* **Exercise instructions**: Reproduce word for word the part of the rows that opens with the line containing "Each instance of the bag" and closes with the line containing "pixel 70 60", both included.

* **Data in this exercise**:
_ _ _ _
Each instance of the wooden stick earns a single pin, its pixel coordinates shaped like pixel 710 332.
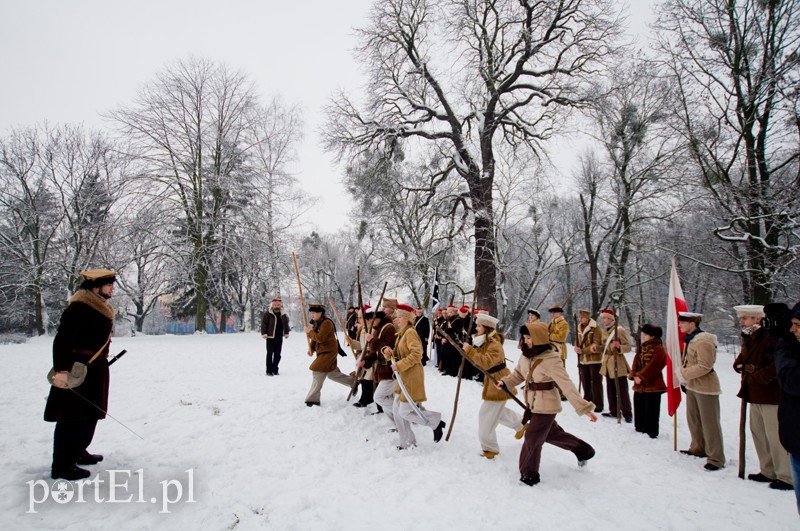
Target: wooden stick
pixel 486 373
pixel 463 361
pixel 742 437
pixel 302 303
pixel 341 325
pixel 368 326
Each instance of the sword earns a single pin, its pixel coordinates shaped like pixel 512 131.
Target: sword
pixel 115 358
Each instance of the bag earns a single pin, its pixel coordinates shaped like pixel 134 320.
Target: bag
pixel 75 377
pixel 77 374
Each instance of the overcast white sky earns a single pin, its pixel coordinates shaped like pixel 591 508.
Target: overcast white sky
pixel 70 60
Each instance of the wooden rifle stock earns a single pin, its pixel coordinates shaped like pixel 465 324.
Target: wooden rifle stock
pixel 302 303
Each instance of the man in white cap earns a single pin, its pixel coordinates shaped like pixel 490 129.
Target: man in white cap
pixel 702 391
pixel 274 329
pixel 84 336
pixel 760 389
pixel 486 352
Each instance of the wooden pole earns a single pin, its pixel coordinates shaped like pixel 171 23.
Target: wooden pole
pixel 341 325
pixel 302 303
pixel 742 437
pixel 463 361
pixel 675 431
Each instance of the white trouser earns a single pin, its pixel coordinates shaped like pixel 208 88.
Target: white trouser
pixel 404 416
pixel 492 413
pixel 772 456
pixel 318 378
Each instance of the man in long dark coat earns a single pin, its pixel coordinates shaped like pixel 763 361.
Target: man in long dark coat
pixel 84 336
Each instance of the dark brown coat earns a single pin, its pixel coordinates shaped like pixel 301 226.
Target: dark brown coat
pixel 323 341
pixel 383 335
pixel 269 323
pixel 648 365
pixel 84 328
pixel 759 377
pixel 587 336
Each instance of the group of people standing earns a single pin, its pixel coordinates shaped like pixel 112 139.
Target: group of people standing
pixel 390 345
pixel 391 348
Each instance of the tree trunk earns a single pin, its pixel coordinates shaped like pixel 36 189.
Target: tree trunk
pixel 485 247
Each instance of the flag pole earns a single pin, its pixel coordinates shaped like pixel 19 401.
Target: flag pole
pixel 675 432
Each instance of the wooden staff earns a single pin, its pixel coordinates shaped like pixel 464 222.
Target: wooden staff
pixel 461 367
pixel 368 326
pixel 486 373
pixel 341 325
pixel 544 298
pixel 302 303
pixel 742 432
pixel 578 345
pixel 616 366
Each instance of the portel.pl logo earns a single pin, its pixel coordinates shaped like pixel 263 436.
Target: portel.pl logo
pixel 121 486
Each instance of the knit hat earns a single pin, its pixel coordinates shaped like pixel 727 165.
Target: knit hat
pixel 652 330
pixel 485 319
pixel 94 278
pixel 405 311
pixel 749 310
pixel 690 317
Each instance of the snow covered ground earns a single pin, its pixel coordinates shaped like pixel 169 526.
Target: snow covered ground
pixel 246 453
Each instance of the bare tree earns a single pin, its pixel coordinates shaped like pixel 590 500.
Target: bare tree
pixel 465 75
pixel 30 221
pixel 190 126
pixel 736 64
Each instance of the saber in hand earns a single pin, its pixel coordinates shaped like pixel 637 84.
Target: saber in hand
pixel 115 358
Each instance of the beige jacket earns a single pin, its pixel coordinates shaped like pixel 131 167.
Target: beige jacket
pixel 322 338
pixel 587 336
pixel 559 330
pixel 614 363
pixel 490 356
pixel 408 355
pixel 697 368
pixel 549 369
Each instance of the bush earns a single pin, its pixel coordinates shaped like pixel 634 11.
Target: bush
pixel 12 338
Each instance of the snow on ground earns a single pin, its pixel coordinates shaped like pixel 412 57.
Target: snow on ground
pixel 255 457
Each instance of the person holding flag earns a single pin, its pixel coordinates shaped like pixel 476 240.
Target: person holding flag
pixel 702 391
pixel 673 344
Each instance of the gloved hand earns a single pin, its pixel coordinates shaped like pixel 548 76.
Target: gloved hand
pixel 776 319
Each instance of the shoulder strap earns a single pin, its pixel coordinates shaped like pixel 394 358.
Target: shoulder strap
pixel 101 350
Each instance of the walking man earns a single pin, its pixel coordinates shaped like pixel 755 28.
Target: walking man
pixel 702 391
pixel 274 329
pixel 84 336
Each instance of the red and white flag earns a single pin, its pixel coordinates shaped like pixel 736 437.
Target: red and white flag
pixel 674 341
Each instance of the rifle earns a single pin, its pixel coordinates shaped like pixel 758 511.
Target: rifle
pixel 494 380
pixel 577 346
pixel 616 367
pixel 461 367
pixel 545 297
pixel 115 358
pixel 405 392
pixel 742 431
pixel 302 303
pixel 339 321
pixel 368 327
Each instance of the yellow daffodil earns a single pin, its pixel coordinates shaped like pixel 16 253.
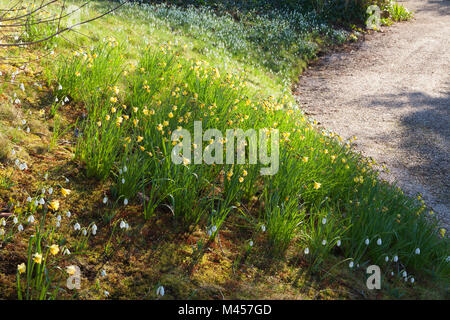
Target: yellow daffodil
pixel 21 268
pixel 54 205
pixel 37 258
pixel 65 192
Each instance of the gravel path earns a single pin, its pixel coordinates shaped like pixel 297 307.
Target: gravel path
pixel 392 91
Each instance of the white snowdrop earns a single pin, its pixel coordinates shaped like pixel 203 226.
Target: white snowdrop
pixel 94 229
pixel 160 291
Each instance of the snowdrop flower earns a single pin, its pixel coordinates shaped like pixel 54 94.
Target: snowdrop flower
pixel 160 291
pixel 94 229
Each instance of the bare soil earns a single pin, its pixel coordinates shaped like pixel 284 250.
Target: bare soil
pixel 392 91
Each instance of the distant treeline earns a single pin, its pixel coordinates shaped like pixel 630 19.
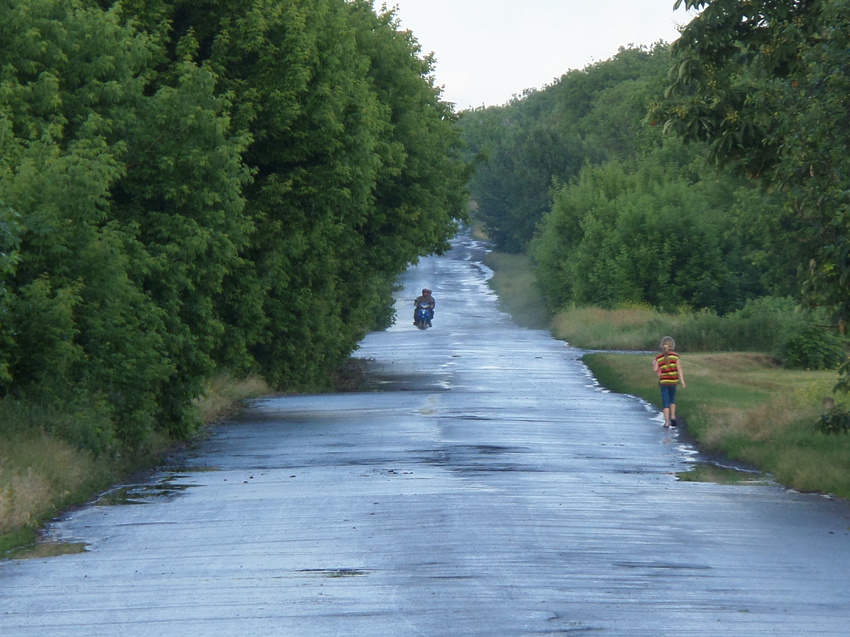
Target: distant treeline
pixel 197 187
pixel 615 213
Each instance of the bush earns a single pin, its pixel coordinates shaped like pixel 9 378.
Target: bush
pixel 812 347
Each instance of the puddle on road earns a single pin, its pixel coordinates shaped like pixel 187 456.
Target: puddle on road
pixel 143 493
pixel 45 549
pixel 710 472
pixel 335 572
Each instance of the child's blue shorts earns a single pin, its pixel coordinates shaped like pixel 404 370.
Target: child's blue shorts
pixel 668 395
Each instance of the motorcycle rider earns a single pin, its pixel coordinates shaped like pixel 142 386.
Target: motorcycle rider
pixel 428 300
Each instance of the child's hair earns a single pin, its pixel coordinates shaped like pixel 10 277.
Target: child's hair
pixel 668 344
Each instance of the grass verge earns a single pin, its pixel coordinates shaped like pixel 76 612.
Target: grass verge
pixel 747 408
pixel 40 474
pixel 743 406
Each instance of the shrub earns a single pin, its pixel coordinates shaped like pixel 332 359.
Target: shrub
pixel 812 347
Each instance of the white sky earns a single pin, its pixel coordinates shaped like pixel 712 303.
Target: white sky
pixel 487 51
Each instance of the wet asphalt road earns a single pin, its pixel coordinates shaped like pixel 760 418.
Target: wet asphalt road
pixel 490 489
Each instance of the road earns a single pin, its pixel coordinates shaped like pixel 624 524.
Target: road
pixel 486 487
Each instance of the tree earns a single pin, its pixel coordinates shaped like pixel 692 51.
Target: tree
pixel 81 330
pixel 547 136
pixel 765 84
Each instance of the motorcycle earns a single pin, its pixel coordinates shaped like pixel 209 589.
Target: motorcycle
pixel 423 315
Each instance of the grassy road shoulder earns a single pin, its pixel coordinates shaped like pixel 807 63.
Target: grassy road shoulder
pixel 42 474
pixel 743 406
pixel 747 408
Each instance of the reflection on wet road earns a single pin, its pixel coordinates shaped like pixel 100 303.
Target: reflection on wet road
pixel 489 488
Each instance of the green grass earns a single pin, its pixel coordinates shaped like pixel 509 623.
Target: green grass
pixel 749 409
pixel 40 473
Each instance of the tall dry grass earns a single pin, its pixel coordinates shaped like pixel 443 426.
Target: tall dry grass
pixel 40 474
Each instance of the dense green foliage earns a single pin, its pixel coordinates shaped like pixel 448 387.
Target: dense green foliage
pixel 765 85
pixel 612 212
pixel 548 136
pixel 196 187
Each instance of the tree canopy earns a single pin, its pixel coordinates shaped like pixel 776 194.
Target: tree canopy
pixel 765 84
pixel 197 187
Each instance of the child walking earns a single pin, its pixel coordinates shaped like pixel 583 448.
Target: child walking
pixel 669 369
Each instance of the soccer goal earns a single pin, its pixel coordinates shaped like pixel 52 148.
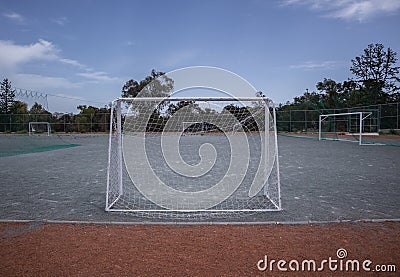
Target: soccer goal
_ _ _ _
* **In response**:
Each instance of the bag earns a single pin, its pixel coordinates shaped like pixel 134 320.
Target: bag
pixel 75 377
pixel 77 374
Each instance of the overcast white sky earns a single pin, its pixel coordinates shaped like pixel 591 508.
Target: overcast white sky
pixel 70 60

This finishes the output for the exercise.